_Records provided_.
......
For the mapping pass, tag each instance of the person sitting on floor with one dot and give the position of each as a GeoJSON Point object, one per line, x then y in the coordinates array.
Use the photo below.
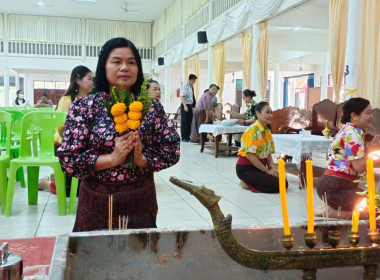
{"type": "Point", "coordinates": [202, 113]}
{"type": "Point", "coordinates": [44, 102]}
{"type": "Point", "coordinates": [347, 161]}
{"type": "Point", "coordinates": [255, 164]}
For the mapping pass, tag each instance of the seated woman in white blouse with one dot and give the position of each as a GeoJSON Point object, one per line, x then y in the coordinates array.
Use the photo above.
{"type": "Point", "coordinates": [20, 101]}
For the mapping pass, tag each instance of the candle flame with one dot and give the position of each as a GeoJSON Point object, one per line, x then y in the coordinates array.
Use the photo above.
{"type": "Point", "coordinates": [362, 205]}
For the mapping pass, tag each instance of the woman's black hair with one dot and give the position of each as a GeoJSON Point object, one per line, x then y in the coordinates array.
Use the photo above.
{"type": "Point", "coordinates": [260, 106]}
{"type": "Point", "coordinates": [16, 101]}
{"type": "Point", "coordinates": [150, 81]}
{"type": "Point", "coordinates": [78, 72]}
{"type": "Point", "coordinates": [248, 92]}
{"type": "Point", "coordinates": [101, 78]}
{"type": "Point", "coordinates": [353, 105]}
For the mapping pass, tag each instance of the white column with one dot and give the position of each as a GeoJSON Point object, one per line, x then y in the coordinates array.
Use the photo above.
{"type": "Point", "coordinates": [353, 43]}
{"type": "Point", "coordinates": [210, 69]}
{"type": "Point", "coordinates": [254, 81]}
{"type": "Point", "coordinates": [324, 75]}
{"type": "Point", "coordinates": [167, 90]}
{"type": "Point", "coordinates": [276, 87]}
{"type": "Point", "coordinates": [210, 10]}
{"type": "Point", "coordinates": [6, 86]}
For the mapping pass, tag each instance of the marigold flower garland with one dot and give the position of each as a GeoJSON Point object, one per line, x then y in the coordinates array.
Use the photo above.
{"type": "Point", "coordinates": [128, 110]}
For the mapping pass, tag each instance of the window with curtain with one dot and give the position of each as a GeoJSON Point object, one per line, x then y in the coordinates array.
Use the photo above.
{"type": "Point", "coordinates": [173, 16]}
{"type": "Point", "coordinates": [189, 8]}
{"type": "Point", "coordinates": [159, 30]}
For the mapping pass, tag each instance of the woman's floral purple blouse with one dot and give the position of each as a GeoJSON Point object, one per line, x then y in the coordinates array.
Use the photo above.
{"type": "Point", "coordinates": [89, 132]}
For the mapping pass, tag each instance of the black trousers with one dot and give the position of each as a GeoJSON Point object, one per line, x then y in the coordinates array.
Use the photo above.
{"type": "Point", "coordinates": [186, 119]}
{"type": "Point", "coordinates": [261, 181]}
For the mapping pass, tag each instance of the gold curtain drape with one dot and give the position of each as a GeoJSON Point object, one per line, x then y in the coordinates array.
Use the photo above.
{"type": "Point", "coordinates": [262, 59]}
{"type": "Point", "coordinates": [338, 16]}
{"type": "Point", "coordinates": [369, 68]}
{"type": "Point", "coordinates": [197, 71]}
{"type": "Point", "coordinates": [246, 48]}
{"type": "Point", "coordinates": [219, 67]}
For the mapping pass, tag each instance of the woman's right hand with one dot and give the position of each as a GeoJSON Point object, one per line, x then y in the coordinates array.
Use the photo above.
{"type": "Point", "coordinates": [273, 172]}
{"type": "Point", "coordinates": [123, 146]}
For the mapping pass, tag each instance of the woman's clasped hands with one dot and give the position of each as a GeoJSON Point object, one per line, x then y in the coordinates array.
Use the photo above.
{"type": "Point", "coordinates": [124, 145]}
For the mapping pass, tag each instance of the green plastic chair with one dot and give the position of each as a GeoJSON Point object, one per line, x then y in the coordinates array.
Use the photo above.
{"type": "Point", "coordinates": [17, 115]}
{"type": "Point", "coordinates": [73, 194]}
{"type": "Point", "coordinates": [46, 157]}
{"type": "Point", "coordinates": [5, 124]}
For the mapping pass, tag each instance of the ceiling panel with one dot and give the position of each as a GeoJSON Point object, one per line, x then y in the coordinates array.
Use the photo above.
{"type": "Point", "coordinates": [143, 10]}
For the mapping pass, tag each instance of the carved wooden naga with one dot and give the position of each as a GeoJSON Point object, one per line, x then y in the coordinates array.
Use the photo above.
{"type": "Point", "coordinates": [302, 259]}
......
_Aim_. Recast every record above as a two-column CSV with the header instruction,points, one row per record: the record's text goes under instruction and its answer under points, each as a single quoted field with line breaks replaced by spaces. Leave the pictures out.

_Written solution_.
instruction,points
"For the mapping pass, tag each instance of the person sitting on floor with one dot and give the position of each as a GeoJSON Point object, one per line, x then y in the coordinates array. Use the photo below.","{""type"": ""Point"", ""coordinates"": [202, 113]} {""type"": ""Point"", ""coordinates"": [44, 102]} {""type"": ""Point"", ""coordinates"": [347, 161]} {""type"": ""Point"", ""coordinates"": [255, 164]}"
"For the mapping pass, tag each instance of the seated woman in white blouse with one dot and give the position of each as a GeoJSON Point object, one per line, x then y in the coordinates array. Use the photo above.","{""type"": ""Point"", ""coordinates"": [20, 101]}"
"For the mapping pass, tag each instance of the candle flame with one dot and give the position of each as a GeoJSON Point object, one per line, x then y in the coordinates array. Use the photo above.","{""type"": ""Point"", ""coordinates"": [362, 205]}"
"For the mapping pass, tag each instance of the woman's black hair with one dot and give the position of each as a GeoJSON Point object, one per line, x then y in the coordinates array. Use the photo above.","{""type"": ""Point"", ""coordinates"": [260, 106]} {""type"": ""Point"", ""coordinates"": [16, 101]} {""type"": ""Point"", ""coordinates"": [150, 81]} {""type"": ""Point"", ""coordinates"": [78, 72]} {""type"": ""Point"", ""coordinates"": [248, 92]} {""type"": ""Point"", ""coordinates"": [101, 78]} {""type"": ""Point"", ""coordinates"": [353, 105]}"
"For the mapping pass, tag each instance of the white column with one dot and give the position of each as a GeoJSON Point object, one per line, x then y in the coordinates array. Use the photo above.","{""type"": ""Point"", ""coordinates"": [353, 43]} {""type"": ""Point"", ""coordinates"": [210, 69]} {""type"": ""Point"", ""coordinates"": [254, 81]} {""type"": ""Point"", ""coordinates"": [324, 75]} {""type"": ""Point"", ""coordinates"": [167, 90]} {""type"": ""Point"", ""coordinates"": [276, 87]} {""type"": ""Point"", ""coordinates"": [210, 10]} {""type"": ""Point"", ""coordinates"": [6, 86]}"
"For the mapping pass, tag each instance of the marigold flower garland with one dot and give the position of each as a GeoJSON Point object, one per line, x then y in the coordinates array. Use the photo above.","{""type"": ""Point"", ""coordinates"": [128, 110]}"
"For the mapping pass, tag each instance of the window with curtain with one dot and give the position of each as a GeoJSON Point object, one per line, x then y in the coordinates array. Use the photo above.","{""type"": ""Point"", ""coordinates"": [173, 16]} {""type"": ""Point"", ""coordinates"": [189, 8]} {""type"": ""Point"", ""coordinates"": [159, 30]}"
"For the mapping pass, tag each instance of the woman's floral purple blouse with one dot and give the position of each as a GeoJSON Point object, one per line, x then y in the coordinates array. Use the photo above.","{""type"": ""Point"", ""coordinates"": [89, 132]}"
"For the mapping pass, tag each instance of the black trousers with one dot and give the position of each as a GeoJSON Point object, one per line, x then y in the coordinates array. Use the photo above.","{""type"": ""Point"", ""coordinates"": [186, 119]} {""type"": ""Point"", ""coordinates"": [261, 181]}"
"For the mapping pass, tag each instance of the gold curtain drape with one dot and give the position of each as a GeoJSON Point object, one per line, x then y in the coordinates array. Use the photo above.","{""type"": ""Point"", ""coordinates"": [262, 59]} {""type"": ""Point"", ""coordinates"": [338, 16]} {""type"": ""Point"", ""coordinates"": [369, 68]} {""type"": ""Point"", ""coordinates"": [197, 71]} {""type"": ""Point"", ""coordinates"": [246, 48]} {""type"": ""Point"", ""coordinates"": [219, 67]}"
"For the mapping pass, tag each instance of the woman's right hand with one dot and give the position of each as a GeoJSON Point object, one per line, x then y in the coordinates array. Use the photo above.","{""type"": ""Point"", ""coordinates"": [273, 172]} {""type"": ""Point"", ""coordinates"": [123, 146]}"
"For the mapping pass, tag each instance of the woman's clasped hands with one dot and give the position of each as a GeoJSON Point object, one per line, x then y in the coordinates array. Use the photo above.","{""type"": ""Point"", ""coordinates"": [124, 145]}"
"For the mapping pass, tag each instance of the green plastic chair with one dot and give the position of each as a GeoJSON Point object, one per line, x then y in the coordinates array. Use the photo above.","{""type"": ""Point"", ""coordinates"": [17, 115]} {""type"": ""Point"", ""coordinates"": [73, 194]} {""type"": ""Point"", ""coordinates"": [46, 157]} {""type"": ""Point"", ""coordinates"": [5, 124]}"
"For the mapping pass, tag each instance of the ceiling panel with one dot and give the position of each as a GeoJSON Point object, one per line, x then y in the coordinates array. Use the photo above.","{""type"": ""Point"", ""coordinates"": [143, 10]}"
"For the mapping pass, tag each instance of the carved wooden naga with one dot and give the position of each as a GeoJSON Point object, one per line, x then y in the coordinates array. Use the photo above.","{""type"": ""Point"", ""coordinates"": [302, 259]}"